This week's premiere
photo: Tatrafilm
Lost in La Mancha (Stratený v La Mancha) - Documentary by Keith Fulton and Louis Pepe. After spending years trying to get funding for his screen adaptation of Miguel de Cervantes Saavedra's Don Quixote, Monty Python alumnus Terry Gilliam finally obtained the money and prepared to begin filming in 2000. Excited about the project, which was to star Johnny Depp and French actor Jean Rochefort, Gilliam invited two filmmakers to document the production. What they instead captured was its unravelling: Certain cast members didn't show up, Rochefort badly injured his back, flash floods destroyed sets, and the financiers withdrew their funds. In addition to showing the movie's collapse, Lost in La Mancha features a few completed scenes and animated storyboards, currently all that exists of Gilliam's vision for the film.
Other movies playing
photo: Tatrafilm
Ray - Drama by Taylor Hackforrd. Conveniently released a few months after Ray Charles died of liver disease, this biopic chronicles the life of the hard-living American musical genius. Jamie Foxx's performance as Charles won him the Oscar for Best Actor. The movie begins with Charles' childhood, when the poor young southern boy lost his eyesight and then began to devote more and more of his attention to music. It details how he combined elements of blues, R&B, gospel, and country to rise to the top of American music, all the while battling problems with drugs and women.
Harold and Kumar Go to White Castle(Pofajčime, uvidíme) - Comedy by Danny Leiner. Though certainly an improvement over Leiner's previous movie (Dude, Where's My Car?), Harold and Kumar fails to capture the rebellious spirit of the best movies about excessive pot smoking. Instead, it's a tame, occasionally funny buddy movie about two friends on a quest for hamburgers that, like most things experienced after smoking a lot of marijuana, is easily forgotten once something else is put in front of you.

[Data records]
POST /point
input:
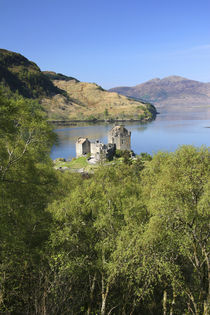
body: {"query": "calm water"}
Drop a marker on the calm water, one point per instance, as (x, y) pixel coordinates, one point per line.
(166, 133)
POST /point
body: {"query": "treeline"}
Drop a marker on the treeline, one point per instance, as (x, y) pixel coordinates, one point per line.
(130, 239)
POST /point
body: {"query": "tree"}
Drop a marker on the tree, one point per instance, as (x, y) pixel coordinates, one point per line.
(26, 185)
(175, 189)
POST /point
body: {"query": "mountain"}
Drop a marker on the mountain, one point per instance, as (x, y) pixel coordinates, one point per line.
(173, 93)
(89, 101)
(64, 97)
(19, 74)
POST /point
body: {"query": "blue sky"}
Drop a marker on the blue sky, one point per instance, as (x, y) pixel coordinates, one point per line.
(111, 42)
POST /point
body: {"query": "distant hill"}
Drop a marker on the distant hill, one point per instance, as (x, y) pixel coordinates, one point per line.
(172, 93)
(19, 74)
(90, 101)
(64, 97)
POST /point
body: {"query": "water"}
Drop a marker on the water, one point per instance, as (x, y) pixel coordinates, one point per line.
(166, 133)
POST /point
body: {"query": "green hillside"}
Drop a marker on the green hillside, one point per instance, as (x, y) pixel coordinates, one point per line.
(19, 74)
(66, 98)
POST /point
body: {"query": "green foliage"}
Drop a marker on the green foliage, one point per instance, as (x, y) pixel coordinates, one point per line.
(130, 239)
(19, 74)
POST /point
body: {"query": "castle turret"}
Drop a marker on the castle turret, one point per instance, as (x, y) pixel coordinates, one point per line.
(121, 137)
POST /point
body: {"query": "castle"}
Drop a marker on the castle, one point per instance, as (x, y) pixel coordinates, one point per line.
(118, 138)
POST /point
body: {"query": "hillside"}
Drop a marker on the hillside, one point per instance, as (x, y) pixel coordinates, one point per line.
(172, 93)
(19, 74)
(65, 98)
(89, 101)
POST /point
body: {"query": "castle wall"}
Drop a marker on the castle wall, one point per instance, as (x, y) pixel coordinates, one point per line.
(121, 137)
(82, 148)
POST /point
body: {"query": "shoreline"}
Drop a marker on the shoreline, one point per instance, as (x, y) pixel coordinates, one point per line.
(74, 122)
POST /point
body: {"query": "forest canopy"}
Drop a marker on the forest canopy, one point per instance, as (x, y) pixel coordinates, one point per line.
(129, 239)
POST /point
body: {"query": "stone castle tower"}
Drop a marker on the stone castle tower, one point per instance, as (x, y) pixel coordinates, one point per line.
(121, 137)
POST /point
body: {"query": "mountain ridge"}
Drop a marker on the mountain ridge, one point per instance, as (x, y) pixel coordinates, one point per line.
(64, 97)
(170, 93)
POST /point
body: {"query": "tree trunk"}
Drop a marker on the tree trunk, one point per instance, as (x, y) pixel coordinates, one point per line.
(92, 287)
(164, 302)
(104, 294)
(172, 304)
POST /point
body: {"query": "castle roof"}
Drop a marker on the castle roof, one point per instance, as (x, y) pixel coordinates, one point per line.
(81, 140)
(119, 129)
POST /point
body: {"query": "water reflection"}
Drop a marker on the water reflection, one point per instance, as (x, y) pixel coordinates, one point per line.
(166, 133)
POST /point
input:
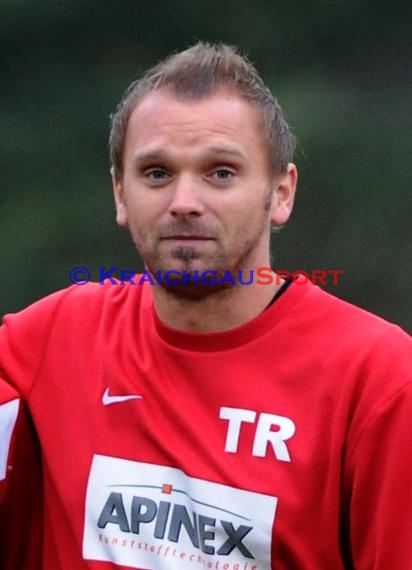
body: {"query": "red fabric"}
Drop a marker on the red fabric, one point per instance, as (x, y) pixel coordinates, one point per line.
(339, 374)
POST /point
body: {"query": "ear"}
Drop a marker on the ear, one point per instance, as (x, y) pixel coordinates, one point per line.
(284, 195)
(118, 191)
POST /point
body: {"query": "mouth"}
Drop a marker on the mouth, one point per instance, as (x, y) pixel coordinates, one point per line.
(183, 237)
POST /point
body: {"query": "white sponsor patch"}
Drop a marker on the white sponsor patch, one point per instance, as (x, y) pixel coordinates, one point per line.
(157, 518)
(8, 416)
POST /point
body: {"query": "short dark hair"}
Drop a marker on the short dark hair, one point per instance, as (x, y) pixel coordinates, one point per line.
(195, 73)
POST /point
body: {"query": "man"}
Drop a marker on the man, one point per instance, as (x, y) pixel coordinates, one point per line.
(197, 422)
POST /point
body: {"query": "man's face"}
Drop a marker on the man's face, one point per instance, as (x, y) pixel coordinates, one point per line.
(196, 191)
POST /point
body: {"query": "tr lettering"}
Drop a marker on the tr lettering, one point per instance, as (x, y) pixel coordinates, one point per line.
(270, 429)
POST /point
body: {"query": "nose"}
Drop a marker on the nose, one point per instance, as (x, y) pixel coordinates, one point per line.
(186, 199)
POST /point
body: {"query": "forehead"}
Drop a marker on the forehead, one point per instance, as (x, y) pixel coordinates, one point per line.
(224, 116)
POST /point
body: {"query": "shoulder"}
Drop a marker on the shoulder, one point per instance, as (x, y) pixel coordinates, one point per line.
(81, 302)
(347, 325)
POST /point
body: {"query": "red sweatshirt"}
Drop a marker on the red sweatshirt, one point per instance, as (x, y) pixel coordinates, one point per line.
(285, 443)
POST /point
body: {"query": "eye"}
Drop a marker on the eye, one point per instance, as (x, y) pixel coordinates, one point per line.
(157, 174)
(223, 174)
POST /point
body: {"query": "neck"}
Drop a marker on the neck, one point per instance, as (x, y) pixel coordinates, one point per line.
(223, 310)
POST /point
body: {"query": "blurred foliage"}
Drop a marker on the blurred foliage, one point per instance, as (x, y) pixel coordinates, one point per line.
(341, 70)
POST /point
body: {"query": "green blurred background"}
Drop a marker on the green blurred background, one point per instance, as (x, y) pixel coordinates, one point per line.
(341, 70)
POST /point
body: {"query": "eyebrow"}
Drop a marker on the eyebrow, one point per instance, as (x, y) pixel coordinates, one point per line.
(161, 154)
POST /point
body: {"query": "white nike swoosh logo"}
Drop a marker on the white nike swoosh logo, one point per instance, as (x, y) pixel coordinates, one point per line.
(107, 399)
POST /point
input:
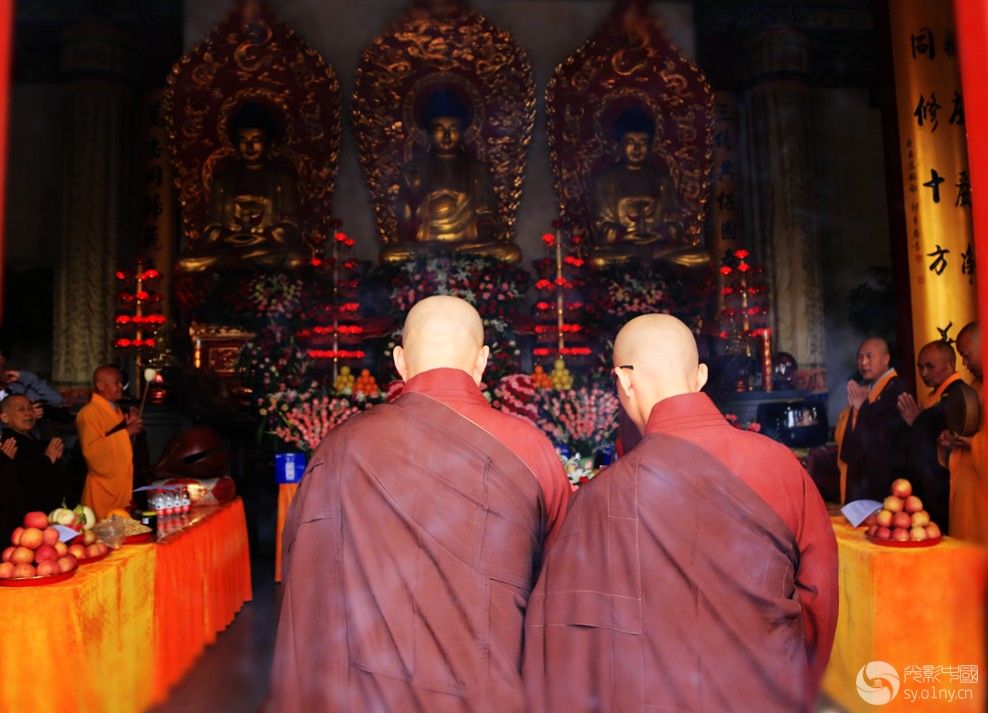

Exercise aim: Copy word for word the part of the movie listings that opens with the words containing "Harold and Kumar Go" and closes with "front of you.".

Result:
Harold and Kumar Go to White Castle(Pofajčime, uvidíme) - Comedy by Danny Leiner. Though certainly an improvement over Leiner's previous movie (Dude, Where's My Car?), Harold and Kumar fails to capture the rebellious spirit of the best movies about excessive pot smoking. Instead, it's a tame, occasionally funny buddy movie about two friends on a quest for hamburgers that, like most things experienced after smoking a lot of marijuana, is easily forgotten once something else is put in front of you.